__WORK REQUIRED__:
Your output should be the lines of the data that follow, reproduced exactly from the first through the line bearing "target: tropical rainforest".

::: INPUT MATERIAL :::

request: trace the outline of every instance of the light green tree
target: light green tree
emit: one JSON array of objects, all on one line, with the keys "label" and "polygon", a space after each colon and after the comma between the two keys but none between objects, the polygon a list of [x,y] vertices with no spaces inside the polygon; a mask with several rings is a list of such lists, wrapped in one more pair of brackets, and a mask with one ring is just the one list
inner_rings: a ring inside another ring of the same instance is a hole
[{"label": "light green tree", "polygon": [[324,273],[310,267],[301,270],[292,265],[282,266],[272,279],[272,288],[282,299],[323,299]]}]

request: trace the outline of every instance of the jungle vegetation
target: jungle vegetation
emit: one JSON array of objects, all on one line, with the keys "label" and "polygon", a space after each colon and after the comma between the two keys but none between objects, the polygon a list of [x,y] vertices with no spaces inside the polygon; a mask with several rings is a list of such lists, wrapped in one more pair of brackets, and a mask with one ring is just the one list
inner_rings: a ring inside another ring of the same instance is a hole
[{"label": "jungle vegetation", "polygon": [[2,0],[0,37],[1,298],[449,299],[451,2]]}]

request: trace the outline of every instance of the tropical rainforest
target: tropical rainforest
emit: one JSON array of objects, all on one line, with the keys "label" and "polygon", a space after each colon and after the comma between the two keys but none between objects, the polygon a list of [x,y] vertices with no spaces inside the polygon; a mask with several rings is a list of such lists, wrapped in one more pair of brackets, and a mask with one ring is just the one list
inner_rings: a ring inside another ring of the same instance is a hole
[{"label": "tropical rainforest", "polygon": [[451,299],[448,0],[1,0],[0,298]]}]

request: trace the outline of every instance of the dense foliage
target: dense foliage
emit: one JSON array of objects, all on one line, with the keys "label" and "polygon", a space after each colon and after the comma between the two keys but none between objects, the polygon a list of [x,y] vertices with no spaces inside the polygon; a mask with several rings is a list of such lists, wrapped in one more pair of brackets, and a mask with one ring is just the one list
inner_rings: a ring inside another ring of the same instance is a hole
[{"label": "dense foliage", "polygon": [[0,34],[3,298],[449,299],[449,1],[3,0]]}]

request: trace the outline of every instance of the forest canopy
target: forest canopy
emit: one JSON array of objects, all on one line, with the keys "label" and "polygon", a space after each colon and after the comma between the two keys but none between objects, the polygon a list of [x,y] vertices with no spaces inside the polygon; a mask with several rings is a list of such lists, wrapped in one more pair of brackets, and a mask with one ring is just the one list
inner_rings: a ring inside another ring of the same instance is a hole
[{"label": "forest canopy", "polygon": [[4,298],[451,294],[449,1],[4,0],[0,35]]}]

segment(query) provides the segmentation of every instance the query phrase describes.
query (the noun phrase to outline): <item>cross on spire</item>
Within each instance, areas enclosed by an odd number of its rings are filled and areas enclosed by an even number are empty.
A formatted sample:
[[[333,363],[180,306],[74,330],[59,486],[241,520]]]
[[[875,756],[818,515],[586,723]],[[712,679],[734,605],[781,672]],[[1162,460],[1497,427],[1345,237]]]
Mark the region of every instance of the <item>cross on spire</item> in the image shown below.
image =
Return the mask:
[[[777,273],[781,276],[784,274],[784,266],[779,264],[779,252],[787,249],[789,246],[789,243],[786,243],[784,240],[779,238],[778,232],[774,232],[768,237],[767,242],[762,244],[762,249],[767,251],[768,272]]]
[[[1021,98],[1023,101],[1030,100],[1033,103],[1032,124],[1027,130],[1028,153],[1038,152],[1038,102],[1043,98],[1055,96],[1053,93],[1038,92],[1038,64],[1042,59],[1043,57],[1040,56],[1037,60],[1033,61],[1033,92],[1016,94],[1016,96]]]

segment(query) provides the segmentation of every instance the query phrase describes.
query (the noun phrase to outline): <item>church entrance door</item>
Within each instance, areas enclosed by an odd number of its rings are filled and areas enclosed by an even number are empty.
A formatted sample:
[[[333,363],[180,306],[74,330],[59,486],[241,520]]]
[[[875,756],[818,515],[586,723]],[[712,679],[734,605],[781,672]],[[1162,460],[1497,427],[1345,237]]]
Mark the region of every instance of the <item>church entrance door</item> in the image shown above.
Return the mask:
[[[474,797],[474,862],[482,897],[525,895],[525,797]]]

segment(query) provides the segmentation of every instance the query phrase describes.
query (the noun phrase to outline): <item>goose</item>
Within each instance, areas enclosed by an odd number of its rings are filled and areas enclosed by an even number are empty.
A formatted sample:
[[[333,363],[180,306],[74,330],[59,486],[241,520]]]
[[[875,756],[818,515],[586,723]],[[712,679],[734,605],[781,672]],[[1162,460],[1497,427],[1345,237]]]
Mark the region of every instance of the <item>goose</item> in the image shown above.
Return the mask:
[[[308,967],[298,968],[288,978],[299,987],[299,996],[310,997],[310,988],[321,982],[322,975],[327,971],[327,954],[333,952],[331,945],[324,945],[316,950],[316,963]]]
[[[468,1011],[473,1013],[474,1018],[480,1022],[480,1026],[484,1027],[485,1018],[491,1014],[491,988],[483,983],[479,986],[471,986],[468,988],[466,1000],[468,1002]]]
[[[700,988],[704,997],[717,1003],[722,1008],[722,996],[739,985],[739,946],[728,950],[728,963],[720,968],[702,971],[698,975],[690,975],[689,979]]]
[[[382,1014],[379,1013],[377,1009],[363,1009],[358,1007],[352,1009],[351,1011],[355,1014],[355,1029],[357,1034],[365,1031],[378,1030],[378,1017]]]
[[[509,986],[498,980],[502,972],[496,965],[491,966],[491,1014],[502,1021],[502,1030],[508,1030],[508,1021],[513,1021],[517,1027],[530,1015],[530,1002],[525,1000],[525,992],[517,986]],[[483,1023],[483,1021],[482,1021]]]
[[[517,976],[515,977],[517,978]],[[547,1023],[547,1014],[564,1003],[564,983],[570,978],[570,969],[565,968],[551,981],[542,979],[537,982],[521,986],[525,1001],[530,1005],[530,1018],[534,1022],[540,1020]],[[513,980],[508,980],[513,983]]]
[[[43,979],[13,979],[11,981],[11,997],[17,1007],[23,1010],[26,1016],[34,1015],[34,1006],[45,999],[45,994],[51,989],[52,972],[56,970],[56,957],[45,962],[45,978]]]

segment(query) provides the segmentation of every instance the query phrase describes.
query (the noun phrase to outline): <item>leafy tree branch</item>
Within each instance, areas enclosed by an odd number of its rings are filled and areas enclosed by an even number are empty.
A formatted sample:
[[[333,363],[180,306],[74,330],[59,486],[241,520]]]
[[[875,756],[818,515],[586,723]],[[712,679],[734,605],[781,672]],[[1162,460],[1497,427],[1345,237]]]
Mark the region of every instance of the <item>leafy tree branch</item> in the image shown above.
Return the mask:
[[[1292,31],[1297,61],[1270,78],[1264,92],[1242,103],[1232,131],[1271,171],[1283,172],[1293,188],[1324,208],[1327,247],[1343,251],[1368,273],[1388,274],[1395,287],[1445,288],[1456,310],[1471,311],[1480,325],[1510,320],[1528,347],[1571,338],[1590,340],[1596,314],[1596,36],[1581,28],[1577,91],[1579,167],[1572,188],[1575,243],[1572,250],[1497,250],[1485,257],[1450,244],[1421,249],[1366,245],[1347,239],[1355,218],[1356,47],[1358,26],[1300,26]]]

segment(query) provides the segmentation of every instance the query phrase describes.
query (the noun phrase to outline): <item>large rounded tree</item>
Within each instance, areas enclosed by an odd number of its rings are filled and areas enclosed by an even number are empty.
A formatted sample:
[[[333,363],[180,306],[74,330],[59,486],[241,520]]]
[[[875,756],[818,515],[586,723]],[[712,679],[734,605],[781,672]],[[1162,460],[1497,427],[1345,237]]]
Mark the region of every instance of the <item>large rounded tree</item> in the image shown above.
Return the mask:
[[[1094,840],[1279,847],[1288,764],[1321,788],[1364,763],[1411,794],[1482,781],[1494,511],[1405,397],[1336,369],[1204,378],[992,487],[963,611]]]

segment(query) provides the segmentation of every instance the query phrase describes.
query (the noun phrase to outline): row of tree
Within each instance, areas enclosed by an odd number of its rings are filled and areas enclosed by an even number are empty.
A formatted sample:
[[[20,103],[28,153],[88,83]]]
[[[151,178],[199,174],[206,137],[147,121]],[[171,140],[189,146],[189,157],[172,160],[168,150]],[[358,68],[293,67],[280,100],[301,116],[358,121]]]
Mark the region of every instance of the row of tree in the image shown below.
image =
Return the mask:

:::

__WORKED SOLUTION__:
request: trace the outline of every instance of the light green tree
target: light green tree
emit: one JSON array of objects, all on one line, with the keys "label" and "polygon", a space after each colon and after the comma between the two keys but none between objects, the polygon a list of [x,y] vertices with no spaces inside the polygon; a mask with several rings is a list of such lists, wrapped in one more pair of brackets, and a mask with one ring is just the one list
inner_rings: a ring inside another ring of the same instance is a hole
[{"label": "light green tree", "polygon": [[324,273],[310,267],[301,270],[292,265],[282,266],[272,279],[272,288],[282,299],[323,299]]}]

request: trace the outline of every instance of the jungle vegetation
target: jungle vegetation
emit: one JSON array of objects, all on one line, with the keys "label" and "polygon", a space after each colon and after the comma between the two keys but none between objects, the polygon a list of [x,y] vertices with no spaces inside the polygon; a mask with several rings is a list of such lists, wrapped in one more pair of brackets, and a mask with one ring is just the one list
inner_rings: a ring inside another ring of the same instance is a hole
[{"label": "jungle vegetation", "polygon": [[2,0],[0,37],[1,298],[449,299],[451,2]]}]

request: trace the outline of every instance of the tropical rainforest
target: tropical rainforest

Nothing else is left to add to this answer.